The book is divided into 14 chapters, and one of its great strengths is in its structure. It focuses on specific empires or comparative examples from the same time frame, rather than dividing chapters into the different themes of rule and looking for examples from throughout history. This gives the reader a real sense of depth and the ability to take away their own understanding, rather than being spoon-fed examples. Throughout, the book balances detail about the various empires it covers, providing enough to keep the reader interested and reveal the particularities and contingencies of each empire’s development, but not focusing on so much detail that the wider themes and processes are obscured.
Chapter one outlines the themes and sets out the argument that ‘for most of human history empires and their interactions shaped the context in which people gauged their political possibilities, pursued their ambitions, and envisioned their societies’ (p. 3–4). The authors list their themes as difference within empires, imperial intermediaries, imperial intersections, imperial imaginaries, and repertoires of power. Repertoires of power, while a somewhat vague term, emerges clearly as a concept throughout the book, playing a large role in the differentiation of imperial experiences. In essence, it is the different means by which imperial authority is legitimated and practiced. For example, in areas under Mongol control, military ranks were only given to Mongols, while other elites incorporated into the empire could rise through civilian offices (p. 107). Meanwhile, in Habsburg Spain, composite monarchy – made up of ‘a web of dynastic and material linkages’ (p. 122) – was the system by which Charles V and Phillip II claimed imperial authority. The idea of repertoires of power has a number of different aspects beyond pure systems of rule, and these are adaptable across empires. First is the importance of ‘governmentality’ in administering empire – enumerating, classifying and regrouping conquered peoples, collecting taxes, mapping new territories, and creating imperial bureaucracies to carry out these functions. Second is the adaptability and ultimate reification of imperial projects. Within this fall a few sub-themes. The authors are clearly interested in what subjects and elite collaborators get out of empire and how empires respond to these demands. They also explore the inadaptability of linking universal religion to claims for universal rule. The third aspect of these repertoires of power is the response to tensions between centralizing and decentralizing impulses. Finally, while an unstated aspect, the role of ongoing military conflict in fuelling imperial expansion continuously recurs as a theme through the choice of comparisons put forward by the authors. The focus on these repertoires of power and governance reveals the reasoning behind the choice of empires described in the book: the authors are arguing for a particular Eurasian set of imperial repertoires beginning with Rome and China and from which subsequent empires drew inspiration, adapting as they saw fit.

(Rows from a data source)
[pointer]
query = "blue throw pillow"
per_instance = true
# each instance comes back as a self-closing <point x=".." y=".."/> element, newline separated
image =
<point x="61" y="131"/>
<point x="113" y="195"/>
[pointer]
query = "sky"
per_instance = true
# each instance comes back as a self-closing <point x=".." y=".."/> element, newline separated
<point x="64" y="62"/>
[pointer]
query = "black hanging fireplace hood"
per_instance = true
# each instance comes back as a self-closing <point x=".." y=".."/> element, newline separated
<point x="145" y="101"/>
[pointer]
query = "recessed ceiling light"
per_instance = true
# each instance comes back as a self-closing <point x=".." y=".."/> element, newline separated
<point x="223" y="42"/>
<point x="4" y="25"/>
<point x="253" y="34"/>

### WRITTEN EXERCISE:
Copy the review word for word, from "The book is" up to and including "processes are obscured.". Rely only on the review for your answers.

### REPLY:
The book is divided into 14 chapters, and one of its great strengths is in its structure. It focuses on specific empires or comparative examples from the same time frame, rather than dividing chapters into the different themes of rule and looking for examples from throughout history. This gives the reader a real sense of depth and the ability to take away their own understanding, rather than being spoon-fed examples. Throughout, the book balances detail about the various empires it covers, providing enough to keep the reader interested and reveal the particularities and contingencies of each empire’s development, but not focusing on so much detail that the wider themes and processes are obscured.